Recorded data
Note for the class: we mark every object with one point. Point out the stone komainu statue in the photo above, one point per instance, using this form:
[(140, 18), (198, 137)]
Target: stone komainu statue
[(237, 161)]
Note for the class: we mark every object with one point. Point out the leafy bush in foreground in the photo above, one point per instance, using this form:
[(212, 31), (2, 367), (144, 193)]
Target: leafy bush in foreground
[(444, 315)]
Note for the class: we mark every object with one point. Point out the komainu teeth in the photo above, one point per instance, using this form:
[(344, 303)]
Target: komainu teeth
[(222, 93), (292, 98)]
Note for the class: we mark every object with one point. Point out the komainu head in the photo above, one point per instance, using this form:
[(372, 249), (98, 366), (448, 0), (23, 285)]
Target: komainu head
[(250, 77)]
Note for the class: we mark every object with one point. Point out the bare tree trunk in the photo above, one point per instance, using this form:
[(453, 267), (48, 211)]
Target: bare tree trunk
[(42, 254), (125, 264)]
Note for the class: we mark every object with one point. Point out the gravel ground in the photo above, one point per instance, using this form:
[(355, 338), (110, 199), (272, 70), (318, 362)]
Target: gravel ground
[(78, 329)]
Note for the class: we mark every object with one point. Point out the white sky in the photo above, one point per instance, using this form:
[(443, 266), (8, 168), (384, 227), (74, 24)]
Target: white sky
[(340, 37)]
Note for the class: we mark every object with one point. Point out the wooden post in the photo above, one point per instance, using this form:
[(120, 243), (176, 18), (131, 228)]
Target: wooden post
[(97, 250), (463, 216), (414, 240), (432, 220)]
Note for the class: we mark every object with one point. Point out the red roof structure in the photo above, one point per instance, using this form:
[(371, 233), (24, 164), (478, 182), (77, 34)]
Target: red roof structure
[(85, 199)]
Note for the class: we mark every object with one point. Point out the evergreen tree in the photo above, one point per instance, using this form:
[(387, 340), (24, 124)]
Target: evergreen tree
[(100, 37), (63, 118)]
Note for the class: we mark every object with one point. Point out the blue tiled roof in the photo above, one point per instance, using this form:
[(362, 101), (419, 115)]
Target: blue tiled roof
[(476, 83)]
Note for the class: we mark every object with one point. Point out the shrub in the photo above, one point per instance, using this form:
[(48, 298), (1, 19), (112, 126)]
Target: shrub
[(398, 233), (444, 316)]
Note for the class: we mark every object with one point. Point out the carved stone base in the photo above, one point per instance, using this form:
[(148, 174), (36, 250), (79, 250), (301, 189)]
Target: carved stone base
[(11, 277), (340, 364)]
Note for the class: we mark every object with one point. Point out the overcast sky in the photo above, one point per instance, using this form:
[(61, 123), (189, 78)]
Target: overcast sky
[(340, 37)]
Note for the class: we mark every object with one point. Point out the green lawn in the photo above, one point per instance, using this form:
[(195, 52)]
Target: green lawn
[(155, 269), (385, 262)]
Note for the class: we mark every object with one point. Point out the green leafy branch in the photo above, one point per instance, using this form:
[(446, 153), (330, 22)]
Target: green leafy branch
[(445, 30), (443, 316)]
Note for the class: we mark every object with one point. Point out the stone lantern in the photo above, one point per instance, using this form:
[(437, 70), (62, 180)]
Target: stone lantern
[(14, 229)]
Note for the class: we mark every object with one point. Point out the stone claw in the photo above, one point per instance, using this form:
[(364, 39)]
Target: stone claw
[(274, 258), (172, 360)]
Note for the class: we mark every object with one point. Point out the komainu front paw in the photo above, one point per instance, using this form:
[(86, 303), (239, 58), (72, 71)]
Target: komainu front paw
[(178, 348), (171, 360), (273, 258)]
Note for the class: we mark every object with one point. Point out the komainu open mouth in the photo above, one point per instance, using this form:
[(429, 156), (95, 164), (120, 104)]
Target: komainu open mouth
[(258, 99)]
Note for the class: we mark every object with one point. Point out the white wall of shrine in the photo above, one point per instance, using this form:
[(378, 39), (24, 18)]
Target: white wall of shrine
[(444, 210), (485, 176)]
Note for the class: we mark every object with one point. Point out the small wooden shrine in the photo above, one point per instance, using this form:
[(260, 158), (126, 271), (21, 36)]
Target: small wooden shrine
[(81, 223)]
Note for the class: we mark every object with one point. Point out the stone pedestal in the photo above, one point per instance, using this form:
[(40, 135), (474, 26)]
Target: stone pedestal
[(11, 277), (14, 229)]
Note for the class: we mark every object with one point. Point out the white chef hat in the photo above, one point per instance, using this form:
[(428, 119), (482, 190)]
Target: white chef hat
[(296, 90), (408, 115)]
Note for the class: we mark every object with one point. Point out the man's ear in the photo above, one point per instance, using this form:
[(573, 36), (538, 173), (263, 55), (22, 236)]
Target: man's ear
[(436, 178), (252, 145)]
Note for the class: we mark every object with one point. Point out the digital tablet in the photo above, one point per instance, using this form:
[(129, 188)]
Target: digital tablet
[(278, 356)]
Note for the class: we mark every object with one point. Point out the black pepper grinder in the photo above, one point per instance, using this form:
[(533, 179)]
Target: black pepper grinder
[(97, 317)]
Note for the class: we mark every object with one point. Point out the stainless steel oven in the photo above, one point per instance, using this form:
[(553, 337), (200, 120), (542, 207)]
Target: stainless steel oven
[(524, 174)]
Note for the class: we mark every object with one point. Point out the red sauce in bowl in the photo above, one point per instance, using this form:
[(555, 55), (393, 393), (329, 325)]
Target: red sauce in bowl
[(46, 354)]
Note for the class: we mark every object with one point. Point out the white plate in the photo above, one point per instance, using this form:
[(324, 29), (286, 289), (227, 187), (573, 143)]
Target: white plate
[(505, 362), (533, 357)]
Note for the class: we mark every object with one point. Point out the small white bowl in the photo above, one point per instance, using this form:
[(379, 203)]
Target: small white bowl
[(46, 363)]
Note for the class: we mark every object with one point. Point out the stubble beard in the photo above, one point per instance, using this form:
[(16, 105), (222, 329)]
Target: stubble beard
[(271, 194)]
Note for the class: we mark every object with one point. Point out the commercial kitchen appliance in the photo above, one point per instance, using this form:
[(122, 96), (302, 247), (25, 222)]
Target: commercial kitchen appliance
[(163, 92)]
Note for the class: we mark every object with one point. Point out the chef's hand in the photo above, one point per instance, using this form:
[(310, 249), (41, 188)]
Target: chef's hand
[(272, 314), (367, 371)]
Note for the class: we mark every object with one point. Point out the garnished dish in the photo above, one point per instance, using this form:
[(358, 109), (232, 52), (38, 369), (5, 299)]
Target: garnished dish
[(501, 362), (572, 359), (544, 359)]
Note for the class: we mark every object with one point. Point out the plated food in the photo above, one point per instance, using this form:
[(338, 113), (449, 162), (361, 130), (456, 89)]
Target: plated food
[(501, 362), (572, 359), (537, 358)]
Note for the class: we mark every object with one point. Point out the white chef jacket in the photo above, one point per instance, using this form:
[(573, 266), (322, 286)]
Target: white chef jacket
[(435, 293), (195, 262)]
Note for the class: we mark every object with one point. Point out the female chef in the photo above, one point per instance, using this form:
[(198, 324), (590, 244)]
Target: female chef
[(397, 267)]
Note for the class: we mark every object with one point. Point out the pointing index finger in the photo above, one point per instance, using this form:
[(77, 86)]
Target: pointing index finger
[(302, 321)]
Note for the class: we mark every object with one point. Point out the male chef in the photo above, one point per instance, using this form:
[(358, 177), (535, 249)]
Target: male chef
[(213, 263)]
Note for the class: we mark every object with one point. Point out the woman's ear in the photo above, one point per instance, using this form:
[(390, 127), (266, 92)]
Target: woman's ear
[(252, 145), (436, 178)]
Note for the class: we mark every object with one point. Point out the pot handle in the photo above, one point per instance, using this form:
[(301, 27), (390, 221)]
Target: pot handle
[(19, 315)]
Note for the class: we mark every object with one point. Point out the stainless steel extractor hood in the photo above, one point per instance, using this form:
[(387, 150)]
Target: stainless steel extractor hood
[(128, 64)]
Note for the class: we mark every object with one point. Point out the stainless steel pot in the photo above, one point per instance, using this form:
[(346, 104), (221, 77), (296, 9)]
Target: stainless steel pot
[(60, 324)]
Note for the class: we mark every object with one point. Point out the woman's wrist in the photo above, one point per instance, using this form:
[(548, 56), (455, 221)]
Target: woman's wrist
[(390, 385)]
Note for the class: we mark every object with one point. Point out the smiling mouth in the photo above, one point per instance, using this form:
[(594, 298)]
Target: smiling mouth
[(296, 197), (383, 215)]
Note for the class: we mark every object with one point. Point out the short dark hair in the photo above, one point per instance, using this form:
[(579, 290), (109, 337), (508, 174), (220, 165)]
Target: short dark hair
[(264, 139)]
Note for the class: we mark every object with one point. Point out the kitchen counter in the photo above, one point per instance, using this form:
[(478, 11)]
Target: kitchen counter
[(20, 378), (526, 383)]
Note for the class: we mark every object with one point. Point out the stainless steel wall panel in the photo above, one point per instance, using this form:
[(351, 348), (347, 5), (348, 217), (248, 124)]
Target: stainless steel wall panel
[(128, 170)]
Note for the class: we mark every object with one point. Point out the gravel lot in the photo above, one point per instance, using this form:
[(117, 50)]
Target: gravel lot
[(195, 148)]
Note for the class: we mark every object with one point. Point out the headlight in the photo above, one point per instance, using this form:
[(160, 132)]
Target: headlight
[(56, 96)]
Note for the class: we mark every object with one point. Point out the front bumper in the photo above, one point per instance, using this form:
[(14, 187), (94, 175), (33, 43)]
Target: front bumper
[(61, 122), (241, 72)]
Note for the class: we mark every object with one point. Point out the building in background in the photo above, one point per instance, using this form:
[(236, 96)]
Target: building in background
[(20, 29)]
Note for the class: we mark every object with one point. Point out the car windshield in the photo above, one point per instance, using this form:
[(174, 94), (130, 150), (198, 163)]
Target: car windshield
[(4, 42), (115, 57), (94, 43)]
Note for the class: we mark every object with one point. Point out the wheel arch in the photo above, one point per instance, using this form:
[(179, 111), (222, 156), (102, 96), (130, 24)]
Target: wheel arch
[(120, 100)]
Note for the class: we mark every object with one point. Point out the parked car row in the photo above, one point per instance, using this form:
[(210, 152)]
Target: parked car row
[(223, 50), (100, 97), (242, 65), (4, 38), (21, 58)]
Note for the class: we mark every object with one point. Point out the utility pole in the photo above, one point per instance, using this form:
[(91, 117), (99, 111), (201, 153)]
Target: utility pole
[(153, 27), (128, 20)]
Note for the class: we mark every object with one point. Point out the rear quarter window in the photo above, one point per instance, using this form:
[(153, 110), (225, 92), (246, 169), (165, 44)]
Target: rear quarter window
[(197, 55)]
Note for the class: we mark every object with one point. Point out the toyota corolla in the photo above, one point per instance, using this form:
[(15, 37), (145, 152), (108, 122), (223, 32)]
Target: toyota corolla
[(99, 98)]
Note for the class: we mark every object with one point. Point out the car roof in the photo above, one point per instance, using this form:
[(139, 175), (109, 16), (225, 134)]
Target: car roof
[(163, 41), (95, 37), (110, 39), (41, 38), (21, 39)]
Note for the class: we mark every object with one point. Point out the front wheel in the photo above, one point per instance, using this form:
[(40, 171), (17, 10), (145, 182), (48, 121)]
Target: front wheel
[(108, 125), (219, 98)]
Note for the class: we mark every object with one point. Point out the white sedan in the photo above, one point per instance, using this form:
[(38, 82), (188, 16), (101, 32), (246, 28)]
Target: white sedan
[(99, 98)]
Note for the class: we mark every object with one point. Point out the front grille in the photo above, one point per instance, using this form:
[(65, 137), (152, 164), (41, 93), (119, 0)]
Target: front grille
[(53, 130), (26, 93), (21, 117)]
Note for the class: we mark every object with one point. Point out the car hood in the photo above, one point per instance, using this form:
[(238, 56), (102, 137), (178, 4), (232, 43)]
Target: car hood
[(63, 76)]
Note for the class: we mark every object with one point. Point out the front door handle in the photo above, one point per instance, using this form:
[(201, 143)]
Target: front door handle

Requirement
Only the lines from the one containing "[(65, 137), (152, 164), (41, 93), (119, 0)]" through the end of the entries above should be written out, exactly and in full.

Output of the exercise
[(65, 137), (152, 164), (41, 93), (119, 0)]
Target: front grille
[(53, 130), (26, 93), (21, 117)]
Note for the class: we mark every object with one point. Point out the car hood in the photo above, one point per instance, using this form:
[(238, 56), (102, 137), (178, 4), (232, 43)]
Target: car hood
[(63, 76)]
Note for the class: we mark every object with one point. Point out the front door handle in the photo above, one point per instance, using this form:
[(201, 143)]
Target: front door handle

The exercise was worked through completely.